*DATA SUPPLIED*
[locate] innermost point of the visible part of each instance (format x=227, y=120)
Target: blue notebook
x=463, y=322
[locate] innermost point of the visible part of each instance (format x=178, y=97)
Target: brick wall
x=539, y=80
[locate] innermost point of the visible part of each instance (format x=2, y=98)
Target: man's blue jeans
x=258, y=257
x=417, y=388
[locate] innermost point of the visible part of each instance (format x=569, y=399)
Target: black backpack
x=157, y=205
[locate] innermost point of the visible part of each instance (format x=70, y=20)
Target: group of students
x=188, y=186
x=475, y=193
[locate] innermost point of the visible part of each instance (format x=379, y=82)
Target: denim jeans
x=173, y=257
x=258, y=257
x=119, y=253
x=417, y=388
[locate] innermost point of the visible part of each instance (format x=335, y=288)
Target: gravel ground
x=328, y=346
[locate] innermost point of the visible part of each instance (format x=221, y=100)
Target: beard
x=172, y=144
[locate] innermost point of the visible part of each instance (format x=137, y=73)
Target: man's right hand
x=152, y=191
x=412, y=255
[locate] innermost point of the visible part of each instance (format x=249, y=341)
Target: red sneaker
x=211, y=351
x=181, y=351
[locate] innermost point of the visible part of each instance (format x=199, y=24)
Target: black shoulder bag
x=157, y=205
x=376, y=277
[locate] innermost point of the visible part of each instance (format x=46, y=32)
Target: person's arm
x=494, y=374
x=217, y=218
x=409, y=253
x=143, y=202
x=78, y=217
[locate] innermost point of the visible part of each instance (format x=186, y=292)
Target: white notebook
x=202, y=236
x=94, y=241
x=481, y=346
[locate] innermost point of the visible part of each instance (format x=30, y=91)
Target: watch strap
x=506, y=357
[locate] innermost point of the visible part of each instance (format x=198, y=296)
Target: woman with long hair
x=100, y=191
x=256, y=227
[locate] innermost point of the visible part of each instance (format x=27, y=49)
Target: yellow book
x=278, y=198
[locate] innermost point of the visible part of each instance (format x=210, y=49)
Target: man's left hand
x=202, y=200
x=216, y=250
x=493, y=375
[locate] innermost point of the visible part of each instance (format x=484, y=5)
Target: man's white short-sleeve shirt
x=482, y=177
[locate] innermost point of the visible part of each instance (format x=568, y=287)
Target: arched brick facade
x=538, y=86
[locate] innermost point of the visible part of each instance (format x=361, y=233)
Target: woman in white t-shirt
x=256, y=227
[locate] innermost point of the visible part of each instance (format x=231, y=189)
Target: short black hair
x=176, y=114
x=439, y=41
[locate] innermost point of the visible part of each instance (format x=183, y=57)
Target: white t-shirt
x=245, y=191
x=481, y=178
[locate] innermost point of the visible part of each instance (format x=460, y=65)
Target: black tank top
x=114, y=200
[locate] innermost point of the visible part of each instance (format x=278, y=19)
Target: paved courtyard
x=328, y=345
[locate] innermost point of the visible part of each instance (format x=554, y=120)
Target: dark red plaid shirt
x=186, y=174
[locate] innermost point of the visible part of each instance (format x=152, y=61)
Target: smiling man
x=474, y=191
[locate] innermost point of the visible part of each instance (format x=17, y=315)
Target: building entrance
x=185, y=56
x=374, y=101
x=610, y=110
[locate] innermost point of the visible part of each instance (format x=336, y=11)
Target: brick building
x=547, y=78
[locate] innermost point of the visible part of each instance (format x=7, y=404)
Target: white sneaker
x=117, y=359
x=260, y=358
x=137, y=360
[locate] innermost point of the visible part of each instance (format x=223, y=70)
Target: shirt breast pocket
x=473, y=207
...
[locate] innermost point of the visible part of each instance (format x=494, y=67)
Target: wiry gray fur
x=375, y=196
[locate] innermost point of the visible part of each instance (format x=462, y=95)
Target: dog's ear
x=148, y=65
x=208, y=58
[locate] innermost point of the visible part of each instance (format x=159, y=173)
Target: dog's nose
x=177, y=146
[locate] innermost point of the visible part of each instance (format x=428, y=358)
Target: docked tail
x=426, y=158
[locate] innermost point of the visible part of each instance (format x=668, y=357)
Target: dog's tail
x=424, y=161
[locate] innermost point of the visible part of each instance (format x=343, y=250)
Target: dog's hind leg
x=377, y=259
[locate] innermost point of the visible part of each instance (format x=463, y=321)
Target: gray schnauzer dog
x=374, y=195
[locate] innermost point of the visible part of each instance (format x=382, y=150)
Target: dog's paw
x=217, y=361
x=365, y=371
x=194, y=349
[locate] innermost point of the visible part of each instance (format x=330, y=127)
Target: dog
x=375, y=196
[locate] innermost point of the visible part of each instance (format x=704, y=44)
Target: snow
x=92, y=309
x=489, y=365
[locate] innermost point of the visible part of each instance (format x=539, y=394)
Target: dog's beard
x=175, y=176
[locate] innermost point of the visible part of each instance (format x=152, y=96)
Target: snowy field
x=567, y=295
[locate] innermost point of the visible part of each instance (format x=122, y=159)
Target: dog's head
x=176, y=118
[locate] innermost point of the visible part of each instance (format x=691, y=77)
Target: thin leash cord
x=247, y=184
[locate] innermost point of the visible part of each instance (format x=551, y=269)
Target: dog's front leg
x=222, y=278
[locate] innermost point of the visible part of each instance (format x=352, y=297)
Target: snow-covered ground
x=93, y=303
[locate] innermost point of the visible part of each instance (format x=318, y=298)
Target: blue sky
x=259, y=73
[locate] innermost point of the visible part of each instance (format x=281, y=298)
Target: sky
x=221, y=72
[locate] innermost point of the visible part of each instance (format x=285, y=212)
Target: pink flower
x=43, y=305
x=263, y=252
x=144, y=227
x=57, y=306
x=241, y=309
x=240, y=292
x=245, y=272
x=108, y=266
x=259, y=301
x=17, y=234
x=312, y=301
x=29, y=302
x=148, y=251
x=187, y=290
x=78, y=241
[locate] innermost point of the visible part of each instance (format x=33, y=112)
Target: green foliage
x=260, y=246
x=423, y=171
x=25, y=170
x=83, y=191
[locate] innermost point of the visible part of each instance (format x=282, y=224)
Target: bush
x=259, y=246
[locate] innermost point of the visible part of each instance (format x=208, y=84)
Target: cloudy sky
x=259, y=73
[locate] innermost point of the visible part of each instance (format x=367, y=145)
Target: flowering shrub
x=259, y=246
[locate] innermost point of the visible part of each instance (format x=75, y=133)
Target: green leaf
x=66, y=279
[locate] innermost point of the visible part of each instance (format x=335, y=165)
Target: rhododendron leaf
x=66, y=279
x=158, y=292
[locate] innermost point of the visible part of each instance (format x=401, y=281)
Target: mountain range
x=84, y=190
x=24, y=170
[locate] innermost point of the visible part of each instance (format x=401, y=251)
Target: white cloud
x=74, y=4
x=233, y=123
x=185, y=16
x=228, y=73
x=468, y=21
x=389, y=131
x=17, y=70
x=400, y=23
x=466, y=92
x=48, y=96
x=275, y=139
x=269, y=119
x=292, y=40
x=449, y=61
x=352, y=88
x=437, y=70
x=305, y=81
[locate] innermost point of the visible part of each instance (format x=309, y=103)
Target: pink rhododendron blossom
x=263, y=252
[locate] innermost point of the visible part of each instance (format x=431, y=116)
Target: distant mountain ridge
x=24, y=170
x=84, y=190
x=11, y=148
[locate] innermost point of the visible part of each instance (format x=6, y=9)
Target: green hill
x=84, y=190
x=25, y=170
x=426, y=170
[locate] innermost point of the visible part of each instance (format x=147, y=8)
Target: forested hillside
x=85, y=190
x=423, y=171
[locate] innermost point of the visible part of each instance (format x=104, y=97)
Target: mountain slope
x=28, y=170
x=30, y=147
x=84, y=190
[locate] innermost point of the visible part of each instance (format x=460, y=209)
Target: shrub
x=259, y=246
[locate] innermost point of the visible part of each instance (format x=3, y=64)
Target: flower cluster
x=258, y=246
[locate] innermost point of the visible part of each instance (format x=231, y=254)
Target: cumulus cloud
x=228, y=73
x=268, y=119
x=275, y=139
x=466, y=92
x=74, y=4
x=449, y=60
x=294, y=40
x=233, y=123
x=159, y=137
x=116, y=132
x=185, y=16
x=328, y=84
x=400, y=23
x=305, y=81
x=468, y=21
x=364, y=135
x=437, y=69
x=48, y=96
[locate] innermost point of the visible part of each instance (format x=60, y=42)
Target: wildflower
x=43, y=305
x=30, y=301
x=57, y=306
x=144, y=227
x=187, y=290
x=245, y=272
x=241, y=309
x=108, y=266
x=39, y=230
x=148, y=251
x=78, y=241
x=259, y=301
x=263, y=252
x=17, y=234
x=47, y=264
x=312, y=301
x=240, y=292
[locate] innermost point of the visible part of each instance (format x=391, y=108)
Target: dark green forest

*WORK INSTRUCTIONS*
Rewrite the records starting at the line that contains "(format x=249, y=341)" and ending at the line that contains "x=481, y=346" as a two-column CSV with the header request,answer and one row per record. Put each record's text and its answer in their own quoted fields, with line breaks replaced by spaces.

*CORRECT RESPONSE*
request,answer
"[locate] innermost point of the visible part of each instance (format x=249, y=341) Target: red sneaker","x=211, y=351 x=181, y=351"
"[locate] innermost point of the visible part of each instance (format x=199, y=24) Target: black shoulder bag","x=157, y=205 x=376, y=277"
"[locate] innermost point of the visible part of each instance (format x=46, y=32) Target: person's arm","x=494, y=374 x=217, y=218 x=409, y=253 x=143, y=202 x=78, y=217"
"[locate] innermost point of the visible part of each instance (format x=186, y=292) Target: white notebook","x=202, y=236 x=94, y=241 x=481, y=346"